## To do
With all pictures excluded, restate the records that follow exactly as written.

(Records contained in a dataset)
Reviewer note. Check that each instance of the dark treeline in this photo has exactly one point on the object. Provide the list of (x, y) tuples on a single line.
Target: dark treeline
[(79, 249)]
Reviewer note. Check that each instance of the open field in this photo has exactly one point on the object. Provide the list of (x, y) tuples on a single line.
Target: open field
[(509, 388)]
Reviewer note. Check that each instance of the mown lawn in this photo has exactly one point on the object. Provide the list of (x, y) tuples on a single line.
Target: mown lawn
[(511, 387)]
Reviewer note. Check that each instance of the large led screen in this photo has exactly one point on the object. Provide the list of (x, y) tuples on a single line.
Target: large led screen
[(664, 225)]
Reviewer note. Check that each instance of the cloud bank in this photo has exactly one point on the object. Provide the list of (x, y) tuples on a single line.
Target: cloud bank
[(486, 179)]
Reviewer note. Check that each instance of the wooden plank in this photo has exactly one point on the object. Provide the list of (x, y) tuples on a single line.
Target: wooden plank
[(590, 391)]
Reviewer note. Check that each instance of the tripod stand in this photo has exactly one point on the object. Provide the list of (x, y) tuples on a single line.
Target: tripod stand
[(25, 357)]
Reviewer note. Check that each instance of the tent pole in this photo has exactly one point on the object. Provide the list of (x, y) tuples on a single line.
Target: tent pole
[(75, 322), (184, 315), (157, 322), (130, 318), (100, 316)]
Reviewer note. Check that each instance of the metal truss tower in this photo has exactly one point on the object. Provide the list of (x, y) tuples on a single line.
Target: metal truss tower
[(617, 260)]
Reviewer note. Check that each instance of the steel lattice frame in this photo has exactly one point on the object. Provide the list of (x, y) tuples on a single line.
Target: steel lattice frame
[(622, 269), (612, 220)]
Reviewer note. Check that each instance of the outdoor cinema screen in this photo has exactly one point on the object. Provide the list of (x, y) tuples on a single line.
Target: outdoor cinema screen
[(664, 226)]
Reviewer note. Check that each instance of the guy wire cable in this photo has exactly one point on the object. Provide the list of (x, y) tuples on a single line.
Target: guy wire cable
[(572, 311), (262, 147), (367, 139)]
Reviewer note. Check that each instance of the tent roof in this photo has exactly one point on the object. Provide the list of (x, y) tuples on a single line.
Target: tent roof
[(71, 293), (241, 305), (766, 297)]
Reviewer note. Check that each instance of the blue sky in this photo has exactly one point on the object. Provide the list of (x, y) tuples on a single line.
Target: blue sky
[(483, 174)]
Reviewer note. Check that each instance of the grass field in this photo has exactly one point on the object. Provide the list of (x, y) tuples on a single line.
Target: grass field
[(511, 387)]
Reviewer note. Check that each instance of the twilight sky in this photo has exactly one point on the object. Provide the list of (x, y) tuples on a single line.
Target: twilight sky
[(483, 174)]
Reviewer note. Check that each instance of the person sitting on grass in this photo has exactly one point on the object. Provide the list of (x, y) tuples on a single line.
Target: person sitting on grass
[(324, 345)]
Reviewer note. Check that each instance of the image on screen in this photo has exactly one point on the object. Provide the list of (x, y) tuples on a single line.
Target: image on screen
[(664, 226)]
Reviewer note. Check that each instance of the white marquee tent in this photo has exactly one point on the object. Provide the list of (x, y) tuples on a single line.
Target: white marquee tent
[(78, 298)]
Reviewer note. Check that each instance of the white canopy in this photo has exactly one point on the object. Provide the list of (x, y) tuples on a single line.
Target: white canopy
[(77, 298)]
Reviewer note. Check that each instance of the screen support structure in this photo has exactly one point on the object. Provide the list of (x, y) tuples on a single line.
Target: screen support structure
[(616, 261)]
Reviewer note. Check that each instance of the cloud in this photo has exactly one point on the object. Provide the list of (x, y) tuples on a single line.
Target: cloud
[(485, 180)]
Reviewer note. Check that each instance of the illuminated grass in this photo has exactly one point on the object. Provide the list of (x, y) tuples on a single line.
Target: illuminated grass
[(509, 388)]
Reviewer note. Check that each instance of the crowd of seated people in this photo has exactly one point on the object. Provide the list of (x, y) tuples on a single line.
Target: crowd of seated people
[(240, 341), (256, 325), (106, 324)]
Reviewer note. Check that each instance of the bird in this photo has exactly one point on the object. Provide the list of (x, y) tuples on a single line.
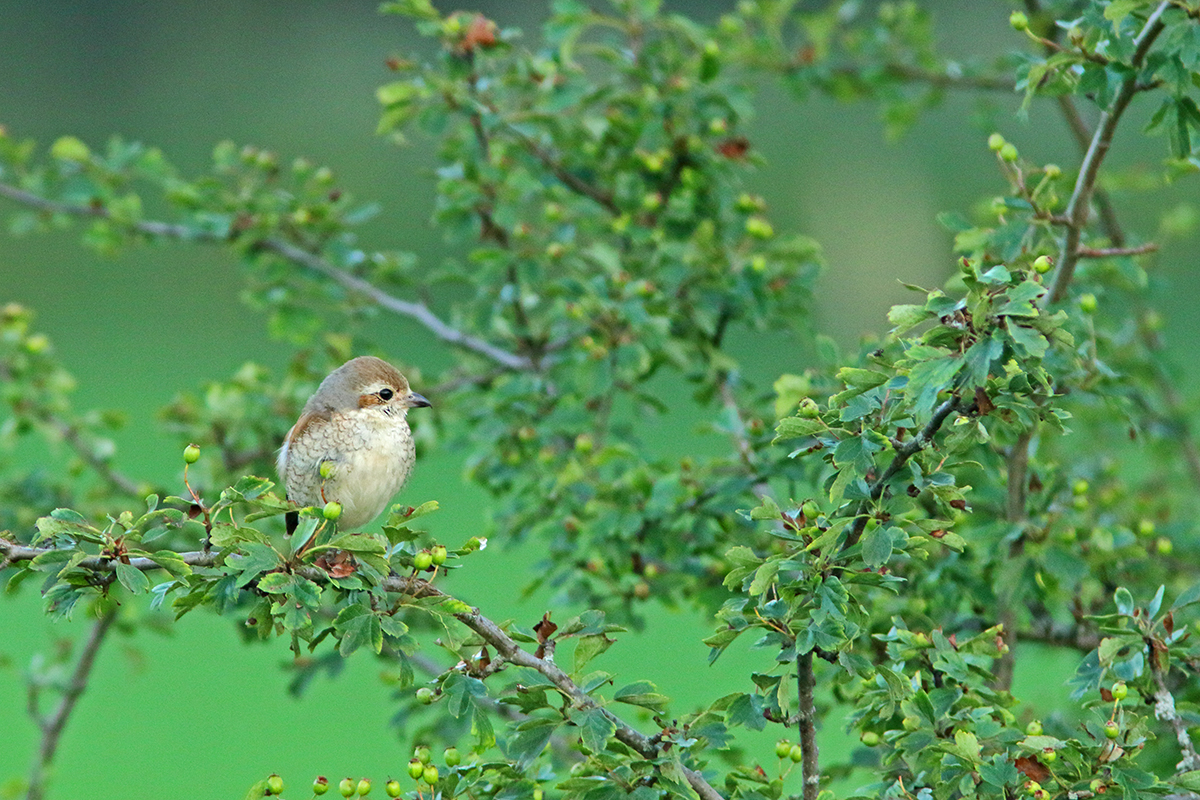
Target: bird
[(357, 422)]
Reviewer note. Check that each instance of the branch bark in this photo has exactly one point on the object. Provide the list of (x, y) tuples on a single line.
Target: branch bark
[(1102, 140), (298, 256), (52, 727), (492, 633)]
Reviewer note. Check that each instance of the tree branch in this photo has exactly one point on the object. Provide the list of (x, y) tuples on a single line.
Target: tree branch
[(1085, 185), (298, 256), (505, 645), (52, 727), (807, 723)]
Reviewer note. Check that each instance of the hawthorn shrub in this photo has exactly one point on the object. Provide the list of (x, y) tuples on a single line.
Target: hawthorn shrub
[(889, 525)]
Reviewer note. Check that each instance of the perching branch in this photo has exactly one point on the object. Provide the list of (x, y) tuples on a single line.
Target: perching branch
[(1085, 185), (298, 256), (52, 726), (903, 453), (505, 647)]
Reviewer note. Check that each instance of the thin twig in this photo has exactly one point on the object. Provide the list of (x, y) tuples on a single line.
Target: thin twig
[(52, 727), (1102, 140), (505, 645), (1164, 709), (299, 256)]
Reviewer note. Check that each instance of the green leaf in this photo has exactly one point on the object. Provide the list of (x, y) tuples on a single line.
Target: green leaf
[(877, 547), (132, 578), (595, 728), (358, 626), (643, 693)]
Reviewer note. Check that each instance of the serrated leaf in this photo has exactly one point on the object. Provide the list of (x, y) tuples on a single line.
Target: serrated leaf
[(132, 578), (643, 693), (358, 626)]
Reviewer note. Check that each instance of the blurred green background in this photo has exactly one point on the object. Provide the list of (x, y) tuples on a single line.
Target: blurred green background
[(195, 711)]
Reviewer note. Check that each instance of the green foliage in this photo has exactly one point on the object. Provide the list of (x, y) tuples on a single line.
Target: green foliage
[(917, 512)]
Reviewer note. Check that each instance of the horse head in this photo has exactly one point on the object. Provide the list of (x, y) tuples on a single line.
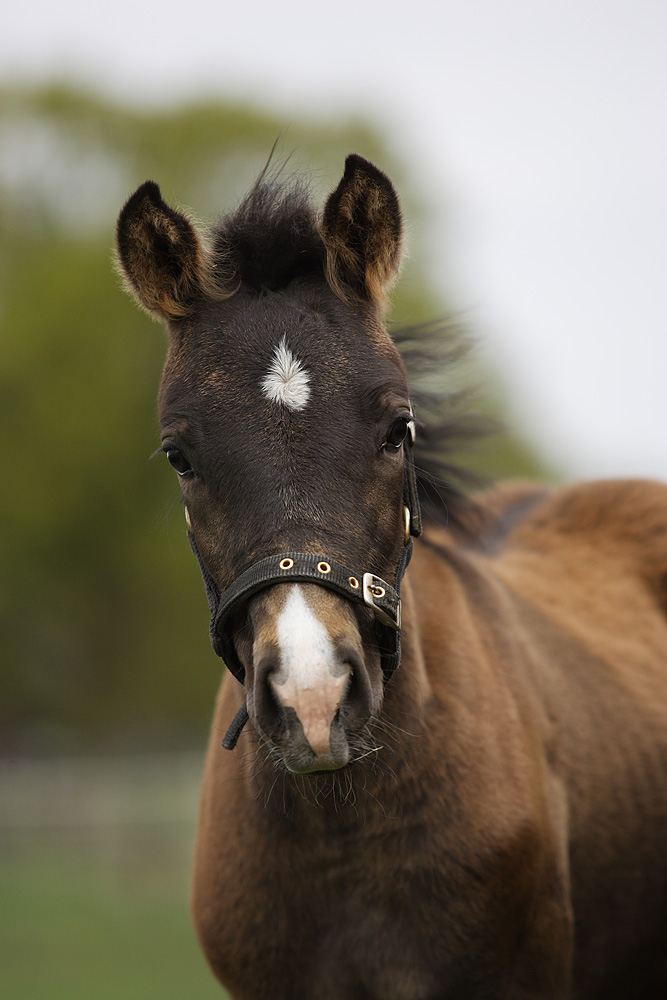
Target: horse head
[(284, 411)]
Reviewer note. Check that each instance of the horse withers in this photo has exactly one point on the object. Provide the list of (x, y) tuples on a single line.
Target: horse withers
[(487, 819)]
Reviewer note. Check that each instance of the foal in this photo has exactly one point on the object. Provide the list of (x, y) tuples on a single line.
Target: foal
[(488, 820)]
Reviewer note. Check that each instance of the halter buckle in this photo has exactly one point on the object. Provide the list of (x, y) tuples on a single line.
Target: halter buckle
[(374, 588)]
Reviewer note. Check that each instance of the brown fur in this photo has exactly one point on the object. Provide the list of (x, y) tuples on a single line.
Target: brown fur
[(514, 821), (500, 833)]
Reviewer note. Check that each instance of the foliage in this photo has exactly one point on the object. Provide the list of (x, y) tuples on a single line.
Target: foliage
[(102, 612)]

## Task output
Reviewer note. Check that each instance of the dark treeline in this photo has exactly one point on the object. Provide the list of (x, y) tuples on a single line.
Target: dark treeline
[(79, 249)]
Reviewer note. Check that each instance of the open field in this photo has exactly one point on the object. Provide the list of (x, y) tuples on a single line.
Target: open field
[(509, 388)]
Reviewer note. Check that each instance of the mown lawn in this photo has exactly one point on the object. Provide the list of (x, y) tuples on a single line.
Target: mown lawn
[(511, 387)]
Reviewer note. Check that each instance of the large led screen in this photo has exactly one point on the object. Provide the list of (x, y) tuples on a single line.
Target: large led screen
[(664, 225)]
Reviewer note. Check that each instance of the cloud bank in this photo has exactly one point on the object. Provide the list of (x, y) tuples on a single line.
Target: cloud bank
[(486, 179)]
Reviewer note. Check that each instance of the wooden plank in this photo has exactly one point on the object. Provide the list of (x, y) tuples on a single line.
Target: wooden plank
[(590, 391)]
Reviewer note. Check that each instance of the tripod stand in this photo has exactly one point on the object. Provide the list of (x, y) tuples on a single line.
Target: tripod stand
[(25, 357)]
Reviewer note. Check that each instance of the tent pole in this photo has exactly one point on the object. Provide the list of (x, y) tuples on a single line.
Target: tent pole
[(75, 322), (184, 315), (157, 322), (130, 318), (100, 316)]
Reviewer note. Check that each instance of the metal truss tower in this photo has exactly one point on the object. Provide the list of (x, y) tuples on a single line.
Target: metal truss tower
[(617, 260)]
Reviewer note. Check that each instance of the steel lattice frame in this photo has exactly one point on the object. Provide the list of (x, y) tuples on a single line.
Target: steel lattice frame
[(622, 269), (612, 220)]
Reviewer note. Check that each instance of the outdoor cinema screen in this photo has exactly one point on the object. Provide the list of (x, y) tuples on a single line.
Target: outdoor cinema screen
[(664, 226)]
Reviewer note. Check that each instance of the guy wire cable in this photo has exactly one point on the object. Provide the list of (x, y) tuples on a single line.
Target: guy wire cable
[(572, 311), (262, 147), (367, 139)]
Reviewer note. Check that each instance of the tent roof in this photo has exactly one point on the object. Provide the list of (x, y) tuples on a single line.
Target: tent roof
[(71, 293), (241, 305), (766, 297)]
Reviewer note. Check that each instance of the blue sky in this photo has exactly one point on the object. Provide the list of (x, y) tuples on a single line.
Target: blue sky
[(483, 174)]
Reviewer note. Check that each instance of the grass field in this photo has exactly one point on the object. Provide the list of (x, y) tuples on a single line.
Target: grass field
[(511, 387)]
Reviewer note. Check that each instance of the twilight sky in this photo has exactly one point on the object. Provide the list of (x, y) tuples on a single line.
Target: twilight sky
[(483, 174)]
Reviewer note. Check that each instance of the person sitting on grass in this photo has exactly one point on the object. Provide the list of (x, y) tuples on a single line.
Target: person sitting on grass
[(324, 345)]
Reviewer note. Check that each instance of the image on screen in this photo has exactly one point on the object. Provide the list of (x, y) tuples on a single line.
Target: image on screen
[(664, 226)]
Reviewer note. Check that each instance of the white marquee tent in this photo has exactly one point on the object. Provide the list of (x, y) tuples on a single line.
Target: white marquee tent
[(78, 298)]
Reviewer note. Check that each instance of the white canopy in this photo has exactly one point on the object. Provide the list of (x, y) tuples on a single line.
Target: white canopy
[(77, 298)]
Reviewer note. Check that each instance of the screen support structure in this photo has exactly one point on the object. Provide the list of (x, y) tuples on a single line.
Target: screen support structure
[(616, 261)]
Reviewer note. Check that each instance of the cloud in this photo has exactly one point on the object. Provide the list of (x, y) tuples on a single line.
Target: cloud
[(485, 180)]
Reviewer note. Check that each instance of the illuminated grass in this photo has exactly one point on the object. Provide the list of (x, y) tuples on a single line.
Target: illuminated grass
[(509, 388)]
Reviewer note. Check that each instance of the crowd of seated people in this photo has exactly one point on the object. Provide the list of (x, y) tuples on a single line.
Target: crowd of seated people
[(240, 341), (256, 325), (106, 324)]
Reviewer note. Check that each instance of the bird in this photo has exactly one point on the object. Provide the list of (x, y) tuples on a single line.
Target: bird
[(357, 422)]
Reviewer note. Check that each instance of the branch bark in this photo has exactly one point on the object. Provide the list of (x, y) tuples on a single line.
Target: branch bark
[(1102, 140), (298, 256), (52, 727), (492, 633)]
Reviewer note. Check that each instance of the tree branch in this photo has exactly one point on the object. Provide the list of (x, y) tuples on a single line.
Target: tree branch
[(1085, 185), (298, 256), (505, 645), (52, 727), (807, 723)]
Reviewer note. Check that each instance of the hawthorn shrub in this photo has exactly one point on the object. Provide the list of (x, y) tuples on a single line.
Target: hawthorn shrub
[(889, 525)]
Reviewer note. Check that each instance of the perching branch in this photo has exactly one point on the object. Provide the list of (x, y) tuples on a single line.
Target: perching branch
[(1085, 185), (298, 256), (52, 726), (903, 453), (505, 647)]
Reviewer note. Check that each instance of the thin twig in this photo has exactly one point on the object. Provide the list of (x, y) tuples on a single line.
Target: thin twig
[(52, 727), (1102, 140), (505, 645), (1164, 709), (299, 256)]
Reviewer note. Check that each instance of the green leaf in this photo has exactly one point on the object. Provide the list of (x, y) tuples on a single line.
Target: green leaf
[(877, 547), (132, 578), (595, 728), (358, 626), (643, 693)]
Reviewer note. Check that each instance of the serrated leaf in this photo has exactly one point on the object. Provide the list of (x, y) tuples on a single line.
Target: serrated leaf
[(132, 578), (643, 693), (358, 626)]
Reviewer note. Check that each instance of the blurred green background in this photo has exactly one point on the object. Provide the list of (x, y) tuples on a single line.
Target: blurred green background
[(195, 711)]
Reviewer note. Check that each instance of the green foliage in this photo has exactly one point on the object. Provide the list of (x, y) tuples on a single line.
Target: green foliage
[(917, 512)]
Reviewer note. Check that each instance of the horse head in this photo has exactly one point on the object. Provide the list of (x, y) tuples on a single line.
Target: horse head
[(284, 411)]
Reviewer note. Check that each instance of the horse withers in this photo has exactly one point on the object. Provide the list of (x, y) tuples on a single line.
Target: horse withers
[(487, 819)]
Reviewer note. Check that each instance of the foal in this photo has exactly one point on the object. Provide the list of (x, y) tuples on a single line.
Target: foal
[(488, 820)]
Reviewer note. Check that each instance of the halter buckle in this photo has exactly one point on the object. Provide the list of (x, y) tuples on a single line.
Target: halter buckle
[(374, 588)]
Reviewer note. Check that each instance of the brown fur in this photo has exactly one point on the object. Provide the list of (x, y) tuples on a single line.
Target: brown fur
[(514, 821), (500, 833)]
Reviewer note. Check that each instance of the foliage in this photo has exactly one point on the object. Provide the list of (x, y) tuples on a single line.
Target: foliage
[(102, 612)]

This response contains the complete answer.